### Work instructions
This exercise asks for every line of the material that contains the word "sloped".

### Exercise material

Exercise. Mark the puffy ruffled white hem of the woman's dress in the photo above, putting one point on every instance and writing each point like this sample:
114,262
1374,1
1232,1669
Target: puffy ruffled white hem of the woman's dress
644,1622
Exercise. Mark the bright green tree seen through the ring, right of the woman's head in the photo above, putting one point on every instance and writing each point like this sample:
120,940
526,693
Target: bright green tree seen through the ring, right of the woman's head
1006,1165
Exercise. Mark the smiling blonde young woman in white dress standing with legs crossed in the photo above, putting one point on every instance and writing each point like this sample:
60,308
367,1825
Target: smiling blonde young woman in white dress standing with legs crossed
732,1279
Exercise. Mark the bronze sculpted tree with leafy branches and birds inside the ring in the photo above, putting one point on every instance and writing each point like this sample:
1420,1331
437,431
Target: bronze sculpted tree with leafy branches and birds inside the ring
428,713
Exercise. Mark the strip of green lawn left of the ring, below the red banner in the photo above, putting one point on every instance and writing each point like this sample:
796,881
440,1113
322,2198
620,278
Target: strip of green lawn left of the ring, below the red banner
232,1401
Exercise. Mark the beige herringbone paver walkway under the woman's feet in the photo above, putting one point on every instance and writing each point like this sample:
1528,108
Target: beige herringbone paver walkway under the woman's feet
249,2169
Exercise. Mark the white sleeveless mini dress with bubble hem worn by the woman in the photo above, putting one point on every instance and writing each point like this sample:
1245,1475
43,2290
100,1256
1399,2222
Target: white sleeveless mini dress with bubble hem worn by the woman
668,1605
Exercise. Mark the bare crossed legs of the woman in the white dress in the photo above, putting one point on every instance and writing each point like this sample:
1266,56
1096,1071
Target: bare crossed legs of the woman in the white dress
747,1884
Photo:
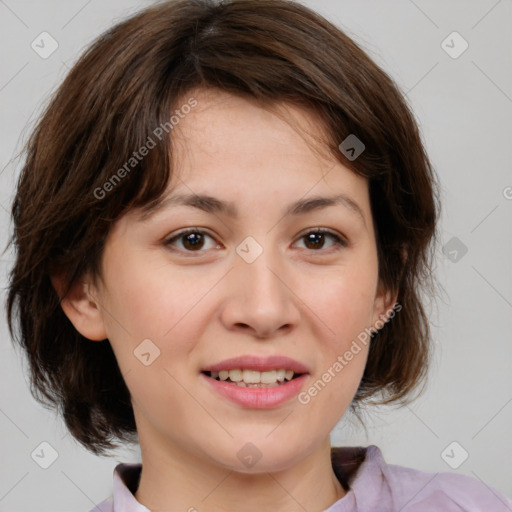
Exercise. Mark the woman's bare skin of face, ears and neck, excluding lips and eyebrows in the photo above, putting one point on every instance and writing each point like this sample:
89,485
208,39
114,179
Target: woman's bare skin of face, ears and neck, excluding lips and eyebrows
308,301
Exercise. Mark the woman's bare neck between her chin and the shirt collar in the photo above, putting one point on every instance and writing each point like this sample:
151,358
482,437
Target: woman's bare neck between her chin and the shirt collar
173,479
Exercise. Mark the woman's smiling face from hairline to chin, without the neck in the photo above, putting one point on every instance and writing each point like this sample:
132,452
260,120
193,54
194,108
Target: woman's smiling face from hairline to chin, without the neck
253,279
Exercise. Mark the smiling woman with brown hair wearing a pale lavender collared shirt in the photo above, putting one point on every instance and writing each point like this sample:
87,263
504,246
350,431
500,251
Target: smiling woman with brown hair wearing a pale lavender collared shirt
223,227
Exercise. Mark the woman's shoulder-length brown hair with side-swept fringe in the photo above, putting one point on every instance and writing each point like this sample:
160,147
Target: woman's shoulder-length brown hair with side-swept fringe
122,88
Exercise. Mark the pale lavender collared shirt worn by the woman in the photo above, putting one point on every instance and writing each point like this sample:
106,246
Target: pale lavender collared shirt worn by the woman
372,485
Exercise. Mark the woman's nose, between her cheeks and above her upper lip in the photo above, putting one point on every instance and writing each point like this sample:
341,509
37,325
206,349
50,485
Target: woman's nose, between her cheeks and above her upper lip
259,297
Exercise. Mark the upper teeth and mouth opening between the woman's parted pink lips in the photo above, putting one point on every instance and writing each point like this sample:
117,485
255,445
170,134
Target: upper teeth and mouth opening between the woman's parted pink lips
254,379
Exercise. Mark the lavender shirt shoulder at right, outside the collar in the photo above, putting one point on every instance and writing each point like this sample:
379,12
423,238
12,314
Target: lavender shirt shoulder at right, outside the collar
417,491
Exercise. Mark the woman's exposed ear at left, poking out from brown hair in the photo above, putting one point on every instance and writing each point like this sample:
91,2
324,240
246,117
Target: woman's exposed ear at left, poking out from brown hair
82,309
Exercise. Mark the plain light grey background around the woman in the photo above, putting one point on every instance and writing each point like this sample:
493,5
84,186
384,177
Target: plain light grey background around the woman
464,107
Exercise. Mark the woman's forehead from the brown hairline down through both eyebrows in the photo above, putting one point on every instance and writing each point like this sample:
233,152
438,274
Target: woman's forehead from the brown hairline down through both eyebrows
232,156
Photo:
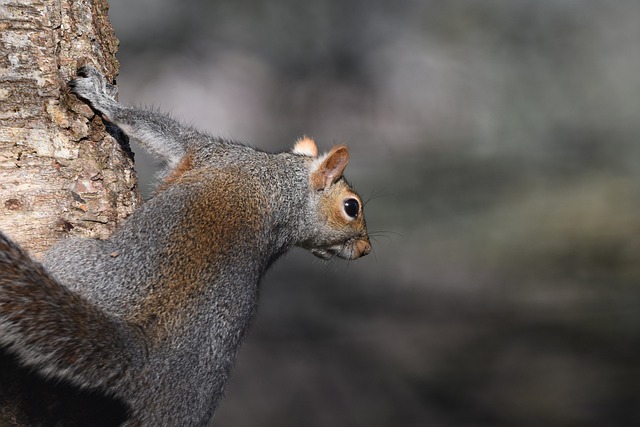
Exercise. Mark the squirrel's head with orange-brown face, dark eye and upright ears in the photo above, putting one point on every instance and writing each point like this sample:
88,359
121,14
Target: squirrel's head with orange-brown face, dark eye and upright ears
338,227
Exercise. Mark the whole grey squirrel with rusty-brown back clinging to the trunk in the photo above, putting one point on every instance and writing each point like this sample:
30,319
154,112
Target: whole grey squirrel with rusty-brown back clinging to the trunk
154,314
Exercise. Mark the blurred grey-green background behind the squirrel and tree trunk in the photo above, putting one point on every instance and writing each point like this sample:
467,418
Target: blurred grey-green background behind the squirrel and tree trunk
497,145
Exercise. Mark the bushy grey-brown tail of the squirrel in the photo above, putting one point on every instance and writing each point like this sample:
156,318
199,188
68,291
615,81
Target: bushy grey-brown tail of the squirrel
57,332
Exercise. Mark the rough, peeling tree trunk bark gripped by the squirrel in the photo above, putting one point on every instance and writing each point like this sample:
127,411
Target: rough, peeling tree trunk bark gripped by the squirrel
61,173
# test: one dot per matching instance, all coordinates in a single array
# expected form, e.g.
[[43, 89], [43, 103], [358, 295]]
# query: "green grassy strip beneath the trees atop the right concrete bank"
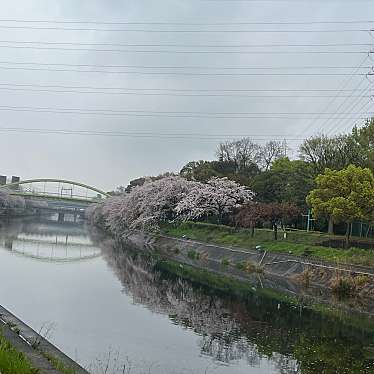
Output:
[[298, 243]]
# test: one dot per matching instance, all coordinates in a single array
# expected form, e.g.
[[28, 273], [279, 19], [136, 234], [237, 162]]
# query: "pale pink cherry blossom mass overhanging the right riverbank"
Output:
[[165, 199]]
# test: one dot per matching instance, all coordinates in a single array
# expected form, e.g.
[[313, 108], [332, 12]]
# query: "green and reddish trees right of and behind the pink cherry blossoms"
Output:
[[332, 175]]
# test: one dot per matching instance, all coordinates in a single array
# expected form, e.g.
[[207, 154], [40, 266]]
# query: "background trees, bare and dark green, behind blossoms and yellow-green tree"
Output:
[[273, 177]]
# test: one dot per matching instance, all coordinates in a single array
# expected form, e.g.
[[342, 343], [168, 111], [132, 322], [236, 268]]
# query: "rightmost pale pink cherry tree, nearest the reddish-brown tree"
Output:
[[218, 197]]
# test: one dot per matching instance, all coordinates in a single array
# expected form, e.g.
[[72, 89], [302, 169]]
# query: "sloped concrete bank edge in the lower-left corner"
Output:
[[42, 354]]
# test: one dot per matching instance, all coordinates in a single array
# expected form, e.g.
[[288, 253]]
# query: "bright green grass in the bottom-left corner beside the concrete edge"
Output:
[[12, 361]]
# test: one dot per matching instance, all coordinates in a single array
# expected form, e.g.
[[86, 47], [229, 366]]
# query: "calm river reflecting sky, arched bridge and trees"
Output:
[[114, 311]]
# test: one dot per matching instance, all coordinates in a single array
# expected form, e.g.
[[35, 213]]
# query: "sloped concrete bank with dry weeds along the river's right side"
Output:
[[282, 272]]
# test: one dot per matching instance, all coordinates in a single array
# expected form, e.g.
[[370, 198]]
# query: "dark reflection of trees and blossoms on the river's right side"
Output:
[[246, 327]]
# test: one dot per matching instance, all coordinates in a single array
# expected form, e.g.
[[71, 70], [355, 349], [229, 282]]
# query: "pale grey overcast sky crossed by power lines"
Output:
[[109, 161]]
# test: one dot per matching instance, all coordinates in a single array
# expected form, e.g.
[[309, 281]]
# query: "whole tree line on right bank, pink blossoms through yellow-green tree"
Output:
[[249, 184]]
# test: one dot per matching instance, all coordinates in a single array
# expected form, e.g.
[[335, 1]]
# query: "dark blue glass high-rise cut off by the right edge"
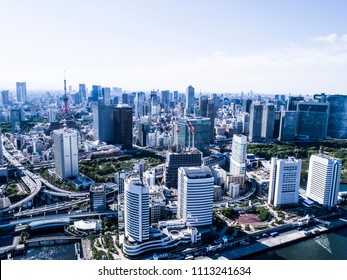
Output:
[[337, 124]]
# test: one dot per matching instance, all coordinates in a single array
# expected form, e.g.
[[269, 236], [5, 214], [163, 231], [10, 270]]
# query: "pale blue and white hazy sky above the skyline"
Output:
[[265, 46]]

### Expected output
# query: "sloped concrete bank edge in the lower-left corner"
# query: "sloped concrete bank with dry weeds along the river's right side"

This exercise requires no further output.